**The task**
Count the lines in the entries below that contain the string "skin", treating uppercase and lowercase as different, and give only that number.
::: Task data :::
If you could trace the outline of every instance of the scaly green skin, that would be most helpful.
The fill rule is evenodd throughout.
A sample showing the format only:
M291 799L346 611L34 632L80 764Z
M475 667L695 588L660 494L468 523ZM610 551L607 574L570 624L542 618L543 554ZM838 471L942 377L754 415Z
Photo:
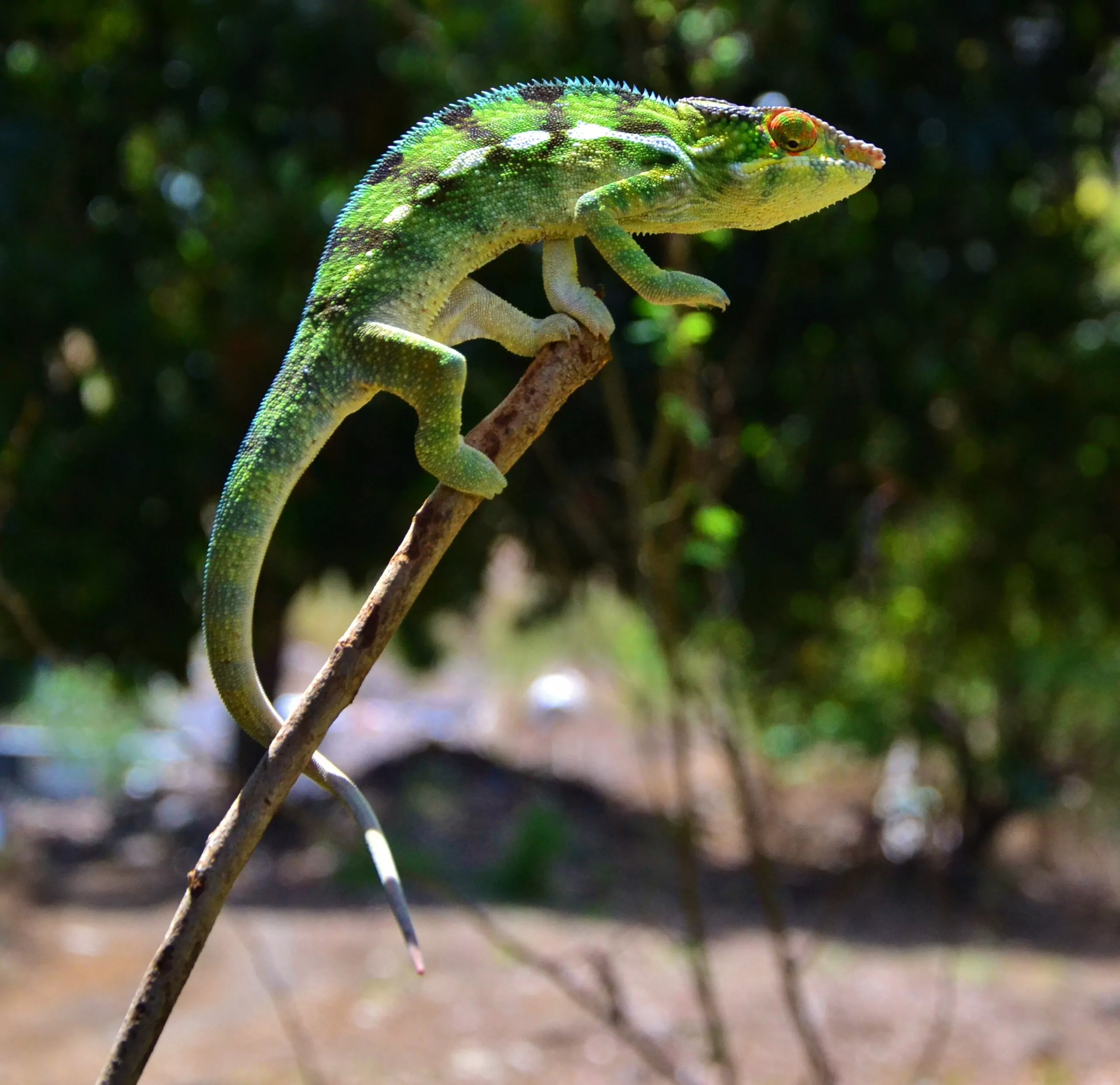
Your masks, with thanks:
M778 114L788 114L781 124ZM812 146L796 142L805 132ZM722 308L716 283L657 268L632 235L765 230L850 196L881 165L877 148L796 111L674 103L586 79L488 91L402 137L338 216L218 505L206 647L234 719L263 745L280 726L253 666L256 579L292 486L346 414L393 392L416 409L420 464L448 486L493 497L505 479L459 436L466 362L451 346L485 337L531 356L579 324L608 336L610 314L579 284L575 237L587 236L648 301ZM468 278L538 241L557 310L541 320ZM340 793L367 839L380 833L354 785L321 756L308 775Z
:::
**Final result**
1